• **DOCUMENT PASSAGE**:

= = = = =

Monday, May 4, 2009

Journey in Peru, Part 2: The Path of El Tunchi

Photo: Yanesha' women gather the chalanka plant in the Peruvian Amazon (part of the ponapnora puberty ritual).

Sent to family on August 7th, 2008.

Elleroy Canadiensomarneshan! ("good afternoon, those of the Canadian tribe!" in Yanesha')

I am writing to you after being in the Amazon with the Yanesha' people for 5 weeks. I had an intense experience, attending their rituals, listening to their sacred music, getting lost in the jungle, letting the symphony of insects invade my dreams. Waking up with cockroaches running over my body, sleeping on the earth, bathing in pure rivers, seeing fractal shapes when I closed my eyes at night. Being mistaken for a spy, a doctor, an engineer, and even an evangelical missionary…but really just a lowly student trying to do harmless research.

= = = = =

• **STORED DATA**:
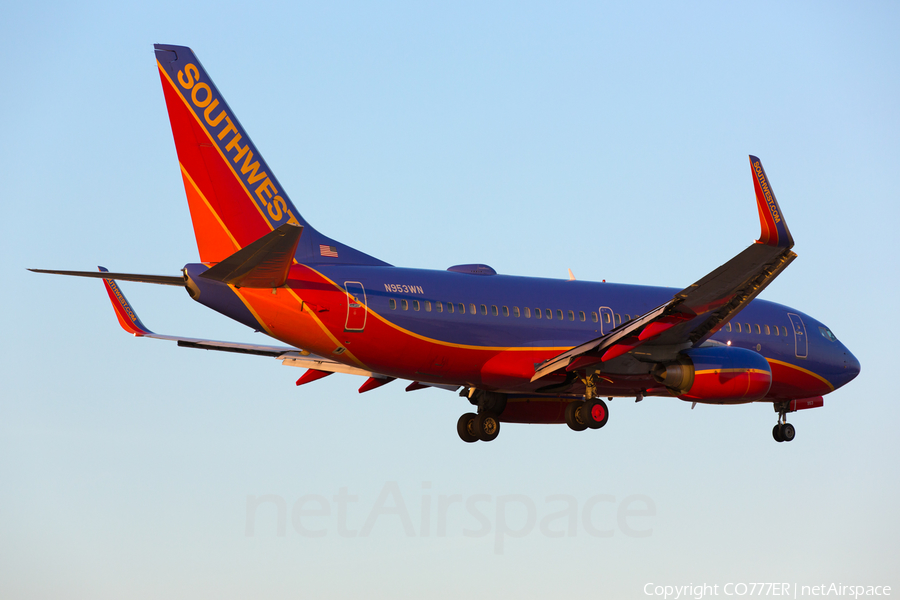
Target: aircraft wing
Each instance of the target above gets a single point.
(699, 310)
(318, 366)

= = = = =

• **EXERCISE GOAL**: Repeat the Peru journey post word for word, from start to finish.

• **RIGHT ANSWER**:
Monday, May 4, 2009

Journey in Peru, Part 2: The Path of El Tunchi

Photo: Yanesha' women gather the chalanka plant in the Peruvian Amazon (part of the ponapnora puberty ritual).

Sent to family on August 7th, 2008.

Elleroy Canadiensomarneshan! ("good afternoon, those of the Canadian tribe!" in Yanesha')

I am writing to you after being in the Amazon with the Yanesha' people for 5 weeks. I had an intense experience, attending their rituals, listening to their sacred music, getting lost in the jungle, letting the symphony of insects invade my dreams. Waking up with cockroaches running over my body, sleeping on the earth, bathing in pure rivers, seeing fractal shapes when I closed my eyes at night. Being mistaken for a spy, a doctor, an engineer, and even an evangelical missionary…but really just a lowly student trying to do harmless research.